■ To do ■
Every line of the listing must be reproduced as it stands. Leave the images behind.

------------------------

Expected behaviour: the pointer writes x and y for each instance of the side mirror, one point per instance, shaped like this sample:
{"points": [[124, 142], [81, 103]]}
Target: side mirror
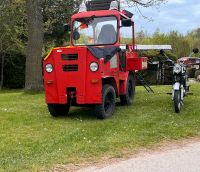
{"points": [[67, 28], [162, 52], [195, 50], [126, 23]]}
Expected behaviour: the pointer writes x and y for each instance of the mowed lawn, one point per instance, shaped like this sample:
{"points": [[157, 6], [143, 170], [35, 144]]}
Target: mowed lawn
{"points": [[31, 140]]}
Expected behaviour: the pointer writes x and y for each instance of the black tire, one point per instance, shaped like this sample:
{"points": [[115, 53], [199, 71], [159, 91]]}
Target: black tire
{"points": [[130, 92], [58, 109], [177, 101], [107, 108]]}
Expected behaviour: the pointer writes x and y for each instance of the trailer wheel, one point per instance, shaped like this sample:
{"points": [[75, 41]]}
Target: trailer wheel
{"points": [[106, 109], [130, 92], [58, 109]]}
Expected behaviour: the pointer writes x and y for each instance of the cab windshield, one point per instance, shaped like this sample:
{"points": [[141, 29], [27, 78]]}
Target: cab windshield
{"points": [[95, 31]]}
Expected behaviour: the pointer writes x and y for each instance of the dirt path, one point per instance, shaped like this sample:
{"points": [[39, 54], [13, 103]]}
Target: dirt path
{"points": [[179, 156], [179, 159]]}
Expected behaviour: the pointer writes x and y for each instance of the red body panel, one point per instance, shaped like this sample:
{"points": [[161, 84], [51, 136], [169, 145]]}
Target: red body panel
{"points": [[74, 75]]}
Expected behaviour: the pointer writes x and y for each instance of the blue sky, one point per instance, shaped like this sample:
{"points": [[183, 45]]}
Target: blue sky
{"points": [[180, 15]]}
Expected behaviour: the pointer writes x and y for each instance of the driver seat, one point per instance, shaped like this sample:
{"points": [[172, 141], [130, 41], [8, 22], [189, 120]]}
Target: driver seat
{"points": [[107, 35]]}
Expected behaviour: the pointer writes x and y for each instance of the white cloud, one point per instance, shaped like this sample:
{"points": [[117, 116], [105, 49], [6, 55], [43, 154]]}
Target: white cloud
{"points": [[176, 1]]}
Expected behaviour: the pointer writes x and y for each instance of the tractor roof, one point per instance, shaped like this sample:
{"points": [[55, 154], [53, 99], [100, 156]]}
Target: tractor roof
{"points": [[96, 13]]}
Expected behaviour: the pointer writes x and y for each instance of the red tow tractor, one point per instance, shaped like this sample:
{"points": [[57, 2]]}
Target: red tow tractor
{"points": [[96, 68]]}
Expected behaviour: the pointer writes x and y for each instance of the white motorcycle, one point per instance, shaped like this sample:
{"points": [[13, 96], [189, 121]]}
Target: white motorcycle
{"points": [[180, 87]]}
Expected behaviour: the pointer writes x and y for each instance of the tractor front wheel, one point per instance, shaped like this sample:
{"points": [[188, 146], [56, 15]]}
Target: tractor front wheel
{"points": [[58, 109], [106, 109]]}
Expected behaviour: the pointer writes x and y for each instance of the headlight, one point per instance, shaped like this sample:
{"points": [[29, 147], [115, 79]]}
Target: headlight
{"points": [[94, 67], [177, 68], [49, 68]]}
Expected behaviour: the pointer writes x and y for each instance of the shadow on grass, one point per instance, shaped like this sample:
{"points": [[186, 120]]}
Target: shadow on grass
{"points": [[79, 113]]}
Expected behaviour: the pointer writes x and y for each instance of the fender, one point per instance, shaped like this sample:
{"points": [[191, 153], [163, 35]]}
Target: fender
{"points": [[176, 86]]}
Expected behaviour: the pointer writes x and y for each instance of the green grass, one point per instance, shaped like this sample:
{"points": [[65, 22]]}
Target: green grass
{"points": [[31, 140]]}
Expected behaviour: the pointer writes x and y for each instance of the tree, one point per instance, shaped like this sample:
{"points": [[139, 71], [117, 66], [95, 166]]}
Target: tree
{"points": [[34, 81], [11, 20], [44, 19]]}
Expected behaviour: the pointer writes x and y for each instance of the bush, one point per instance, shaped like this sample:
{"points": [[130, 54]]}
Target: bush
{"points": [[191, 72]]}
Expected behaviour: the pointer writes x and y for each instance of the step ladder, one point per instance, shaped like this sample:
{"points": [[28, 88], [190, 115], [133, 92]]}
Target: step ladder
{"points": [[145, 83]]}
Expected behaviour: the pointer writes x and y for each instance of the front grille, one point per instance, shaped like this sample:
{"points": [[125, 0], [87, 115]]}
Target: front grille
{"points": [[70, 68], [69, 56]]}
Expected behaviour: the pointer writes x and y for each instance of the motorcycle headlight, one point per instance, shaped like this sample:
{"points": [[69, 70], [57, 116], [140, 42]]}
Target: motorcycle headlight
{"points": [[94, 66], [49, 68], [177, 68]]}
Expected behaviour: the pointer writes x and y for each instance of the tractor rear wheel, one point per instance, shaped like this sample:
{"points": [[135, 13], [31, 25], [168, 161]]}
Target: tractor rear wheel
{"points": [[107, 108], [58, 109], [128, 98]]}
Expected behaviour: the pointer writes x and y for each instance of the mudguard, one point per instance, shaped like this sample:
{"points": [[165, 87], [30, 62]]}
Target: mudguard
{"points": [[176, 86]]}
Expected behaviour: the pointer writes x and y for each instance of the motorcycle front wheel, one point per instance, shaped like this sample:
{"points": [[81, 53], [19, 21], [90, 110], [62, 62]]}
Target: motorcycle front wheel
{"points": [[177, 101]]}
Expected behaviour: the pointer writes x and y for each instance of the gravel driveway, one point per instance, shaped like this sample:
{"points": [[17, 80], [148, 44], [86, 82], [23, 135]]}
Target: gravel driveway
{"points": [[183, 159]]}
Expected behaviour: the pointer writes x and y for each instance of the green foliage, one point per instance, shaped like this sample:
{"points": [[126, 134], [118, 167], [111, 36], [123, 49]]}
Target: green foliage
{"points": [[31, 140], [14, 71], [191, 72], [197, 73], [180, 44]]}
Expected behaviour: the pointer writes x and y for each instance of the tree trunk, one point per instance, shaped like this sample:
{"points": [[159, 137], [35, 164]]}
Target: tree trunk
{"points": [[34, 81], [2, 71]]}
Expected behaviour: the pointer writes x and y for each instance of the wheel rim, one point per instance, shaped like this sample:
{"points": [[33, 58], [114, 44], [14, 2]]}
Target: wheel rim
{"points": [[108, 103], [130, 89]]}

------------------------

■ Expected answer ■
Expected behaviour: the pointer writes x and y for each instance of the side mirror, one point per instance, shaped like this sample:
{"points": [[124, 142], [81, 103]]}
Target: side mirror
{"points": [[67, 28], [162, 52], [195, 50], [126, 23]]}
Expected behaviour: the pointer writes x and y for each instance of the mowed lawn, one point per instance, shaped like this sample:
{"points": [[157, 6], [143, 170], [35, 144]]}
Target: mowed lawn
{"points": [[31, 140]]}
Expected behaviour: the pointer writes x and y for each instance of the black tire, one point per instance, shaped like this sample:
{"points": [[115, 53], [199, 71], [159, 91]]}
Target: black tire
{"points": [[130, 92], [58, 109], [177, 101], [107, 108]]}
Expected behaviour: the pointer writes x and y for each instance of the trailer wheel, one point per instance, shaped like this sample:
{"points": [[75, 41]]}
Target: trailer wheel
{"points": [[106, 109], [130, 92], [58, 109]]}
Expected behaviour: the pointer writes x and y for each instance of the cab windshield, one point per instance, shaped like this sample:
{"points": [[141, 29], [27, 78]]}
Target: cab windshield
{"points": [[95, 31]]}
Expected behaviour: the pointer writes x and y for each instance of the dirt path, one point per instance, shaped like this sample:
{"points": [[39, 54], [13, 103]]}
Target: dirt path
{"points": [[179, 156], [179, 159]]}
Expected behaviour: the pointer writes x and y for each instance of the red body panel, one point per instance, shaped like this sample:
{"points": [[161, 84], [51, 136], [169, 145]]}
Target: red body panel
{"points": [[74, 75]]}
Expected behaviour: the pointer writes x and y for each instance of the blue sky, one point per instance, shaped like this sample:
{"points": [[183, 45]]}
Target: blue sky
{"points": [[180, 15]]}
Expected behaviour: the pointer writes x and y for each instance of the driver seat, one point per instance, shaped like this sample:
{"points": [[172, 141], [130, 41], [8, 22], [189, 120]]}
Target: driver seat
{"points": [[107, 35]]}
Expected behaviour: the pointer writes x and y for each instance of the white cloud, one point per instance, shaped like this sample:
{"points": [[117, 116], [105, 49], [6, 55], [43, 154]]}
Target: white cloud
{"points": [[176, 1]]}
Expected behaviour: the pointer writes x and y for each instance of the tractor roof, one point per instance, shaped like this sample:
{"points": [[55, 154], [53, 99], [100, 156]]}
Target: tractor roof
{"points": [[96, 13]]}
Expected behaviour: the pointer writes x and y for each instance of the red tow tractor, one point per instance, shaped like this sample:
{"points": [[57, 2]]}
Target: red tow tractor
{"points": [[96, 68]]}
Expected behaviour: the pointer writes x and y for each instance of the white motorcycle, one point per instance, shaped like this sample:
{"points": [[13, 96], [189, 121]]}
Target: white motorcycle
{"points": [[180, 87]]}
Expected behaviour: the pointer writes x and y for each instance of the tractor front wheel, one point per instance, shaped like this sample:
{"points": [[188, 146], [56, 15]]}
Target: tractor front wheel
{"points": [[58, 109], [106, 109]]}
Expected behaviour: the pointer writes x and y for each instance of the headlight, one point per instance, shaped like this sample:
{"points": [[29, 147], [115, 79]]}
Target: headlight
{"points": [[94, 67], [177, 68], [49, 68]]}
Expected behaviour: the pointer writes x and y for each instance of the shadow on grass, one point per instance, shaped like this sample:
{"points": [[186, 120]]}
Target: shadow on grass
{"points": [[79, 113]]}
Expected behaviour: the pointer writes x and y for each instance of the fender, one point per instance, shaped like this sample:
{"points": [[191, 153], [163, 35]]}
Target: fender
{"points": [[176, 86]]}
Expected behaviour: the pointer writes x and y for each instance of the green grass, one point per instance, shaped like this sample:
{"points": [[65, 22]]}
Target: green grass
{"points": [[31, 140]]}
Expected behaviour: the pointer writes x and y for each instance of the tree, one point per instance, shaped like this sample:
{"points": [[139, 71], [117, 66], [95, 166]]}
Target: tree
{"points": [[34, 81], [11, 20], [44, 19]]}
Expected behaviour: the pointer writes x and y for each instance of the bush, one point per instance, shaped like this sample:
{"points": [[130, 54]]}
Target: bush
{"points": [[191, 72]]}
Expected behaviour: the pointer writes x and y for each instance of the step ladder, one point per instance, shaped like this sample:
{"points": [[28, 88], [190, 115], [133, 92]]}
Target: step ladder
{"points": [[145, 83]]}
Expected behaviour: the pointer writes x and y for each instance of the front grille, one point per instance, shaped like this sample:
{"points": [[125, 0], [87, 115]]}
Target: front grille
{"points": [[70, 68], [69, 56]]}
Expected behaviour: the pointer writes x and y for each instance of the motorcycle headlight, one point per instance, shaped like this sample:
{"points": [[69, 70], [57, 116], [140, 42]]}
Target: motorcycle headlight
{"points": [[94, 66], [49, 68], [177, 68]]}
Expected behaviour: the pointer writes x and y for each instance of the tractor rear wheel, one point per instance, shaped like this sample:
{"points": [[135, 13], [31, 25], [168, 161]]}
Target: tractor rear wheel
{"points": [[107, 108], [58, 109], [128, 98]]}
Expected behaviour: the pointer writes x and y for each instance of the mudguard, one point per instance, shaped like this sample:
{"points": [[165, 87], [30, 62]]}
Target: mudguard
{"points": [[176, 86]]}
Expected behaviour: the pointer writes x and y for each instance of the motorcycle front wheel, one point per instance, shaped like this sample:
{"points": [[81, 53], [19, 21], [90, 110], [62, 62]]}
Target: motorcycle front wheel
{"points": [[177, 101]]}
Expected behaviour: the pointer writes x and y for each instance of the gravel driveway, one point per instance, shaped like this sample:
{"points": [[17, 80], [148, 44], [86, 82], [23, 135]]}
Target: gravel driveway
{"points": [[183, 159]]}
Expected behaviour: the pointer writes x and y for each instance of the green foliage, one point per instance, shaped like this sample:
{"points": [[126, 134], [118, 167], [111, 36], [123, 49]]}
Target: green foliage
{"points": [[31, 140], [14, 71], [191, 72], [197, 73], [180, 44]]}
Expected behaviour: the pointer writes x and y for each instance of the tree trunk, one point per instance, shaped like this sample:
{"points": [[159, 137], [35, 164]]}
Target: tree trunk
{"points": [[34, 81], [2, 71]]}
Expected behaviour: the pointer writes x and y for each instance of the wheel rim, one point per instance, shaped like this sample:
{"points": [[33, 58], [114, 44], [14, 2]]}
Target: wheel rim
{"points": [[108, 103], [130, 89]]}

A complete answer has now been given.